• **TASK TO CARRY OUT**: Copy the records below word for word, from the first line to the last.

• **Records for identifying positions**:

========================================

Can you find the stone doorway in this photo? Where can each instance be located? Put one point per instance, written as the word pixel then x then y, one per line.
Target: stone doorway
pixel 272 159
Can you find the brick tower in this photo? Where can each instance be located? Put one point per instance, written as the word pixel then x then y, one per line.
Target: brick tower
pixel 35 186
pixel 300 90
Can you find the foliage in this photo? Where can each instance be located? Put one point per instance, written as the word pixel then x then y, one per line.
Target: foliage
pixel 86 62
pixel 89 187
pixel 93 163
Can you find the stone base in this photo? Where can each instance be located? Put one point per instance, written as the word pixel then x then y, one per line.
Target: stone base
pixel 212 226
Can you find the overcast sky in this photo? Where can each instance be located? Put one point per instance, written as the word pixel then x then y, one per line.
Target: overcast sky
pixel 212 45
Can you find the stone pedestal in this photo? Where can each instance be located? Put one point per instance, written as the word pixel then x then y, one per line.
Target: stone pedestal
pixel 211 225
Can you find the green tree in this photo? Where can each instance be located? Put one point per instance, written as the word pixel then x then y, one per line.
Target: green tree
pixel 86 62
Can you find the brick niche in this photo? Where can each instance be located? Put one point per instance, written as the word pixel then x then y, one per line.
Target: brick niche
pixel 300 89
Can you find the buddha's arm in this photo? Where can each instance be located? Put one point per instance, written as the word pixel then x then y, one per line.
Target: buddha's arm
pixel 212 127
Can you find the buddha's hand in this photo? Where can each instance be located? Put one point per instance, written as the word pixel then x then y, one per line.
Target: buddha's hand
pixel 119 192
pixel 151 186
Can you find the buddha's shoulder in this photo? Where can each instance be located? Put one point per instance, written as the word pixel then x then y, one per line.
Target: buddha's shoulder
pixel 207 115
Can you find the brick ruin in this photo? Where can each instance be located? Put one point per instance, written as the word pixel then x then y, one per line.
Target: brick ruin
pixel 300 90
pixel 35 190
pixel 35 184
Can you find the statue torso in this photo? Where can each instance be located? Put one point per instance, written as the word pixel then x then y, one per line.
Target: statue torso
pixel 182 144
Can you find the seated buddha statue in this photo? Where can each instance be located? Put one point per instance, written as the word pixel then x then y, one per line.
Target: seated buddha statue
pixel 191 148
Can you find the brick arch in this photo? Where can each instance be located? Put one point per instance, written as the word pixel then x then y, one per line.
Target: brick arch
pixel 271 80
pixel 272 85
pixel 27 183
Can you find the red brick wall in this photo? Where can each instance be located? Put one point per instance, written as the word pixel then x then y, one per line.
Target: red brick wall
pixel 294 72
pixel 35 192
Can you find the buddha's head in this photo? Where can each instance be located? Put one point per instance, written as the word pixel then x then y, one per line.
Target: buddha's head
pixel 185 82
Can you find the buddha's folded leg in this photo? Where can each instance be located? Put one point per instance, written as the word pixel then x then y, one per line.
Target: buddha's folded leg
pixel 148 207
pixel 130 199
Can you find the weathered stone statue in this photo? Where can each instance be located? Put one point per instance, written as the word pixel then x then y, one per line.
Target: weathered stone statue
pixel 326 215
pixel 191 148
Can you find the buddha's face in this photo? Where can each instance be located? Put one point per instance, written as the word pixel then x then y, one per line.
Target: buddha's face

========================================

• **TASK RESULT**:
Can you find the stone doorway in this photo? Where can each instance be located? Put one point per instance, written as the word pixel then x then y, one per line.
Target: stone doorway
pixel 272 159
Can you find the brick tower in this photo? Where can each instance be located? Put one point per instance, written as the word pixel then x then y, one per line.
Target: brick tower
pixel 35 186
pixel 300 90
Can you find the foliage in this photo? Where can each instance be located? Put one point per instance, written as the word pixel then x then y, one per line.
Target: foliage
pixel 86 62
pixel 89 187
pixel 93 163
Can you find the stone base in this photo? Where can each instance be located? Put one point per instance, written as the word pixel then x then y, one per line.
Target: stone base
pixel 212 226
Can you find the overcast sky in this photo? Where can each instance be located? Put one point per instance, written as the word pixel then x then y, one per line.
Target: overcast sky
pixel 212 45
Can you find the stone pedestal in this photo? Where can each instance be located? Put one point per instance, written as the word pixel then x then y, one per line.
Target: stone pedestal
pixel 211 225
Can you find the green tree in this photo? Where can each instance be located? Put one point per instance, written as the word pixel then x then y, one per line.
Target: green tree
pixel 86 62
Can you find the brick niche in this photo? Where can each instance be located? Put one point per instance, written as the word pixel then x then y, one per line.
Target: brick niche
pixel 300 89
Can you find the buddha's arm in this photo? Where can each instance be located? Put one point per instance, written as the word pixel then x then y, one per line.
Target: buddha's arm
pixel 212 127
Can you find the buddha's hand in this photo? Where can each instance be located? Put one point per instance, written as the word pixel then x then y, one per line.
Target: buddha's hand
pixel 119 192
pixel 151 186
Can you find the buddha's shoulder in this photo? Where can each instance be located? Put one point per instance, written as the word pixel then x then y, one per line.
Target: buddha's shoulder
pixel 207 115
Can you find the brick ruin in this photo? Where can each instance be located? Put one point per instance, written as the word pixel then x then y, one per line.
Target: brick ruin
pixel 300 90
pixel 35 190
pixel 35 184
Can you find the statue torso in this photo? Where can each instance be located? Put one point per instance, written as the word pixel then x then y, one per line.
Target: statue torso
pixel 182 144
Can you find the seated buddha statue in this photo? Where can each instance be located? Put one point per instance, written as the word pixel then x then y, one per line.
Target: seated buddha statue
pixel 191 148
Can you find the brick arch in this photo? Where can each instance be located? Put one point per instance, written as the word pixel then x then y, one per line.
Target: brick arch
pixel 271 80
pixel 272 85
pixel 27 183
Can you find the red brick wall in this photo? Where can each instance be located? Put one point per instance, written as the word pixel then x then y, one per line.
Target: red brick wall
pixel 294 72
pixel 35 192
Can you find the buddha's head in this photo? Where can each instance be located? Put one point per instance, written as the word pixel then x then y, one per line.
Target: buddha's head
pixel 185 82
Can you find the buddha's folded leg in this photo? Where can each instance be located? Put one point per instance, written as the word pixel then x then y, one per line.
Target: buddha's folded leg
pixel 148 207
pixel 130 199
Can you find the weathered stone statue in this photo? Where can each instance be located? Put one point per instance, written as the word pixel then x then y, one per line.
Target: weathered stone statue
pixel 326 215
pixel 191 148
Can you find the buddha's face in this photo? Where can each instance be located? Put one point per instance, written as the word pixel then x then y, one per line.
Target: buddha's face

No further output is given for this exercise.